Directions for this task:
Output every entry verbatim.

Information supplied:
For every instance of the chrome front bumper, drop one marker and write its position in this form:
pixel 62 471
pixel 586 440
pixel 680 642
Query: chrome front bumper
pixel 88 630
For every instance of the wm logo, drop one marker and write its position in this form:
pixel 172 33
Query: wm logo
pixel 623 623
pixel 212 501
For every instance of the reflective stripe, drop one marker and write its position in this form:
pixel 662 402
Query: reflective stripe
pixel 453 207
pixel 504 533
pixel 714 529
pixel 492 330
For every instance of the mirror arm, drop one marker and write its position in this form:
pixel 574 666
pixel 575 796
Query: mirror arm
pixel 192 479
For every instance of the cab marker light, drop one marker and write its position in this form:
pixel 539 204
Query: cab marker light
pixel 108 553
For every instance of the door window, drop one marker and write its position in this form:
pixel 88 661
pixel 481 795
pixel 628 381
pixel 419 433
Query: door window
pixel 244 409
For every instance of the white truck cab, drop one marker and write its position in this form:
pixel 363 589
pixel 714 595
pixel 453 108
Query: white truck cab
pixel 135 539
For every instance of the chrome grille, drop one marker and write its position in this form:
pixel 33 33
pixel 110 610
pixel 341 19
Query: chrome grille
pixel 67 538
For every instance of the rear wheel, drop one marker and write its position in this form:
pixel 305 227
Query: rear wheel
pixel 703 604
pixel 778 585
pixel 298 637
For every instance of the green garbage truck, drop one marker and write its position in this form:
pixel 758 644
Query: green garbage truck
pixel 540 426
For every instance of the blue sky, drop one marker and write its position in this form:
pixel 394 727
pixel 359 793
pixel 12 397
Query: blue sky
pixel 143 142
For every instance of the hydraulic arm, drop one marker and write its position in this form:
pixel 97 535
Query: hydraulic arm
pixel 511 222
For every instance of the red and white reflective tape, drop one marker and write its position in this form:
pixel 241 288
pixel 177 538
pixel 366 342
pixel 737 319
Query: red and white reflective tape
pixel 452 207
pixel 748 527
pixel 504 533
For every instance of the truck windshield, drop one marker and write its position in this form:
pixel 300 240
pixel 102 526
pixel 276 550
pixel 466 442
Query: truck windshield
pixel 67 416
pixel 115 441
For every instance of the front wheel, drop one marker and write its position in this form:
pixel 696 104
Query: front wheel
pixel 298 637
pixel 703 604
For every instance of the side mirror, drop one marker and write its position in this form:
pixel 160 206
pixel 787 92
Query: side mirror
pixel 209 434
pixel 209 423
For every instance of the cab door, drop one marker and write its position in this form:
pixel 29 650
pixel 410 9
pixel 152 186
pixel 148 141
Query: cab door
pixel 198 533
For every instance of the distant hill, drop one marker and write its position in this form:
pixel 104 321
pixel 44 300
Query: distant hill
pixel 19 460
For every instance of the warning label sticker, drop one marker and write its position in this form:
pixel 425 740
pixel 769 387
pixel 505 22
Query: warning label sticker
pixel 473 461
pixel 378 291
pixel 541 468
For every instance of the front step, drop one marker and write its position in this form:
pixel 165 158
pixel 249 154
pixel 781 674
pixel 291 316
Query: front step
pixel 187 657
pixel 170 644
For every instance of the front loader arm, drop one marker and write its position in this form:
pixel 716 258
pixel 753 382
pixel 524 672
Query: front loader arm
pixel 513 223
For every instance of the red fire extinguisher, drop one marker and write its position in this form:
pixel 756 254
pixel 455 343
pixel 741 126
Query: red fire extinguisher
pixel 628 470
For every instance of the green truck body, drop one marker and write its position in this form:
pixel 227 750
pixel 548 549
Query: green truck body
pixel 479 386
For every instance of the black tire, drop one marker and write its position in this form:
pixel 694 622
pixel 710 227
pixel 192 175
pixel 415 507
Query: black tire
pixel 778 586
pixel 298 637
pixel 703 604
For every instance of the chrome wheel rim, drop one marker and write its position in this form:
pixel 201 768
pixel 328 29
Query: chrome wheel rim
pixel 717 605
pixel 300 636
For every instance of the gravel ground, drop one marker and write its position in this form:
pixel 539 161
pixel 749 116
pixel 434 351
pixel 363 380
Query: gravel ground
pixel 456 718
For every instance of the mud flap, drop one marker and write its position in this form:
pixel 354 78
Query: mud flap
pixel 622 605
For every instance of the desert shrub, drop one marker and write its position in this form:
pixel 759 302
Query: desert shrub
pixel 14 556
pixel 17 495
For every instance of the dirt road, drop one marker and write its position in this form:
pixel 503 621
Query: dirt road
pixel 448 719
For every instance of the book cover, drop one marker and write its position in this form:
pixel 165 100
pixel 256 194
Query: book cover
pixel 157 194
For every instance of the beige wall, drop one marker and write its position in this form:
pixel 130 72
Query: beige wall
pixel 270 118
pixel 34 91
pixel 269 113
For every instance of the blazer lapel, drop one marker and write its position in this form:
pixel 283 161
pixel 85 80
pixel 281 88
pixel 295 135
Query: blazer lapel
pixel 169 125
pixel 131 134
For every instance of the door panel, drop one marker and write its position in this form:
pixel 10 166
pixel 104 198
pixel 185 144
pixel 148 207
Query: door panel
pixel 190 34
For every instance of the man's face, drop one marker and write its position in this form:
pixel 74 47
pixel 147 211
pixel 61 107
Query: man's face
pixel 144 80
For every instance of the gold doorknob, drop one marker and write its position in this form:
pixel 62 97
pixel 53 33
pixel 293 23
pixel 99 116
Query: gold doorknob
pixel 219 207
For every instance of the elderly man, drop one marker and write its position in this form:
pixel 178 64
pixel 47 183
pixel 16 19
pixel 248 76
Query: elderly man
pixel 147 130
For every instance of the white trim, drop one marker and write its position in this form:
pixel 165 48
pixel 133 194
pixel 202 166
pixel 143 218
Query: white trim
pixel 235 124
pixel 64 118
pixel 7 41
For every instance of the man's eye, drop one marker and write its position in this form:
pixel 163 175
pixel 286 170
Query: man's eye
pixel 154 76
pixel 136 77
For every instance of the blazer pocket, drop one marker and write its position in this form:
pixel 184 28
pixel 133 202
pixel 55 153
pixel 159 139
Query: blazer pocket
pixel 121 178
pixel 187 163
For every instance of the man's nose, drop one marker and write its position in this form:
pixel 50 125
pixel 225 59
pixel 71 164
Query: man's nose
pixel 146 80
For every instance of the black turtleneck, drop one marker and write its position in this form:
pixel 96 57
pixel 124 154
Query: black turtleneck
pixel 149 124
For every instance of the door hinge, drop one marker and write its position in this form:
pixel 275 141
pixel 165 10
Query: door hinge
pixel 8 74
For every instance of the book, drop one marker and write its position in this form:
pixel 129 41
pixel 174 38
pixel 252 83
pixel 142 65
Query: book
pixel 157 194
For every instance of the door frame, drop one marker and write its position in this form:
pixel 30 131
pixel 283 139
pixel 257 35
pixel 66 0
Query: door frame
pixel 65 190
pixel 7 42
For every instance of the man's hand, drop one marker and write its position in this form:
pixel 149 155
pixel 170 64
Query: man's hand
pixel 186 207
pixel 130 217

Response area:
For every instance of the chrome front bumper, drop one marker and write its position in this form:
pixel 62 471
pixel 586 440
pixel 680 642
Query: chrome front bumper
pixel 88 630
For every instance of the wm logo, drop one marker and write its position in this form:
pixel 172 33
Query: wm logo
pixel 623 623
pixel 212 501
For every instance of the reflective stripe, drop one marker and write its position in this form:
pixel 662 402
Query: reflective stripe
pixel 453 207
pixel 504 533
pixel 714 529
pixel 492 330
For every instance of the mirror arm, drop one marker and write its position in this form:
pixel 574 666
pixel 575 796
Query: mirror arm
pixel 192 479
For every instance of the cab marker light, drop one marker and write its position in this form:
pixel 539 204
Query: cab marker light
pixel 108 553
For every instance of the door window, drop one marker and write its position in this form:
pixel 88 661
pixel 481 795
pixel 628 381
pixel 419 433
Query: door window
pixel 244 409
For every instance of the white truck cab, drop one marker and write its position in this form:
pixel 363 589
pixel 714 595
pixel 453 108
Query: white truck cab
pixel 135 539
For every instance of the chrome grille, drop one marker and write its position in this form:
pixel 33 33
pixel 110 610
pixel 341 19
Query: chrome grille
pixel 67 538
For every instance of the rear wheel, drop one marker and write its position in this form:
pixel 305 227
Query: rear wheel
pixel 703 604
pixel 778 585
pixel 298 637
For every instance of the green garbage truck, drop one marker and write its position in this form:
pixel 758 644
Query: green garbage truck
pixel 540 426
For every instance of the blue sky, drop one marker and write its position in this form:
pixel 394 727
pixel 359 793
pixel 12 397
Query: blue sky
pixel 143 142
For every instance of the hydraulic arm, drop one marker and write its position in this form:
pixel 97 535
Query: hydraulic arm
pixel 511 222
For every instance of the red and white reflective tape, drop one marker and write its position in this form:
pixel 241 288
pixel 177 538
pixel 366 342
pixel 737 319
Query: red and white reflective tape
pixel 452 207
pixel 748 527
pixel 504 533
For every instance of the truck windshield, drop one marker and write its position in this form:
pixel 300 240
pixel 102 526
pixel 276 550
pixel 466 442
Query: truck windshield
pixel 67 416
pixel 115 441
For every instance of the front wheel, drop one marker and write its position in this form:
pixel 696 104
Query: front wheel
pixel 298 637
pixel 703 604
For every instance of the side mirror, drop one marker and write its position in this form:
pixel 160 206
pixel 787 92
Query: side mirror
pixel 209 434
pixel 209 423
For every instance of the cab door, drop one marker and write its position in this form:
pixel 29 650
pixel 410 9
pixel 152 186
pixel 148 141
Query: cab door
pixel 198 533
For every instance of the distant hill, drop one marker and write its position in this form:
pixel 104 321
pixel 44 300
Query: distant hill
pixel 19 460
For every instance of the warning label sticker, drop one marker and write its position in this form:
pixel 425 740
pixel 769 387
pixel 505 22
Query: warning label sticker
pixel 473 461
pixel 378 291
pixel 541 468
For every instance of the front step, drop one marker and write its position in this form:
pixel 165 158
pixel 249 154
pixel 781 674
pixel 291 316
Query: front step
pixel 187 657
pixel 170 644
For every instance of the front loader arm, drop one marker and write its position in this form:
pixel 716 258
pixel 753 382
pixel 524 672
Query: front loader arm
pixel 513 223
For every instance of the red fire extinguisher, drop one marker and write its position in this form:
pixel 756 254
pixel 455 343
pixel 741 126
Query: red fire extinguisher
pixel 628 470
For every instance of the green truck body, drop one marker and write its position in this form:
pixel 227 750
pixel 548 549
Query: green truck body
pixel 479 386
For every instance of the black tire, drop one marker and write its position in this form:
pixel 694 622
pixel 710 227
pixel 192 175
pixel 415 507
Query: black tire
pixel 778 586
pixel 298 637
pixel 703 604
For every instance of the chrome wheel rim, drop one marker and write its position in this form:
pixel 201 768
pixel 328 29
Query: chrome wheel rim
pixel 717 605
pixel 300 636
For every instance of the gravel ground, drop one marker and write its position in this form:
pixel 539 161
pixel 749 116
pixel 434 351
pixel 363 380
Query: gravel ground
pixel 456 718
For every instance of the mud flap, drop one marker and write its position in this form:
pixel 354 78
Query: mud flap
pixel 622 605
For every instance of the desert shrub, drop one marker and write its position in this form:
pixel 759 302
Query: desert shrub
pixel 14 556
pixel 17 495
For every instance of the dirt road, drop one marker and write its position in this form:
pixel 503 621
Query: dirt road
pixel 448 719
For every instance of the book cover, drop one marker and write its position in this form:
pixel 165 100
pixel 256 194
Query: book cover
pixel 157 194
For every instance of the beige wall, drop one marker and write its position in this form:
pixel 130 72
Query: beige wall
pixel 270 118
pixel 34 91
pixel 269 113
For every instance of the blazer lapel, drop one marker and write its position in this form:
pixel 283 161
pixel 85 80
pixel 281 88
pixel 295 135
Query: blazer lapel
pixel 169 125
pixel 131 134
For every instance of the door panel, drop one marker and write its position in this form:
pixel 10 166
pixel 104 198
pixel 185 144
pixel 148 207
Query: door panel
pixel 190 34
For every instance of the man's face, drop one marker and write its position in this form:
pixel 74 47
pixel 147 211
pixel 61 107
Query: man's face
pixel 144 80
For every instance of the gold doorknob, drop one marker and write its position in this form:
pixel 62 97
pixel 53 33
pixel 293 23
pixel 99 116
Query: gold doorknob
pixel 219 207
For every instance of the elderly man, drop one marker and write its position in this form:
pixel 178 64
pixel 47 183
pixel 16 19
pixel 248 76
Query: elderly man
pixel 147 130
For every instance of the white trim, drop one marker and write its position in this form:
pixel 165 48
pixel 133 194
pixel 202 166
pixel 143 218
Query: white trim
pixel 235 124
pixel 64 118
pixel 7 41
For every instance of the man's eye, drop one marker and write its position in this form:
pixel 163 175
pixel 286 170
Query: man's eye
pixel 154 76
pixel 136 77
For every instance of the blazer pocket, drop one marker and write its position in this form:
pixel 184 28
pixel 133 202
pixel 55 153
pixel 159 139
Query: blazer pocket
pixel 121 178
pixel 187 163
For every instance of the man's nose, drop one marker and write its position in this form:
pixel 50 125
pixel 225 59
pixel 71 164
Query: man's nose
pixel 146 80
For every instance of the black turtleneck, drop one marker and write its position in this form:
pixel 96 57
pixel 124 154
Query: black turtleneck
pixel 149 124
For every instance of the door hinge, drop one marker and write its position in this form:
pixel 275 141
pixel 165 10
Query: door hinge
pixel 8 74
For every instance of the book, drop one marker and write its position in this form:
pixel 129 41
pixel 174 38
pixel 252 83
pixel 142 65
Query: book
pixel 157 194
For every instance of the door frame, drop one marker and write its position in this form:
pixel 30 131
pixel 283 139
pixel 257 35
pixel 66 0
Query: door frame
pixel 65 190
pixel 7 42
For every instance of the man's hand, drop one marker and write its position in this form:
pixel 149 155
pixel 170 64
Query: man's hand
pixel 186 207
pixel 130 217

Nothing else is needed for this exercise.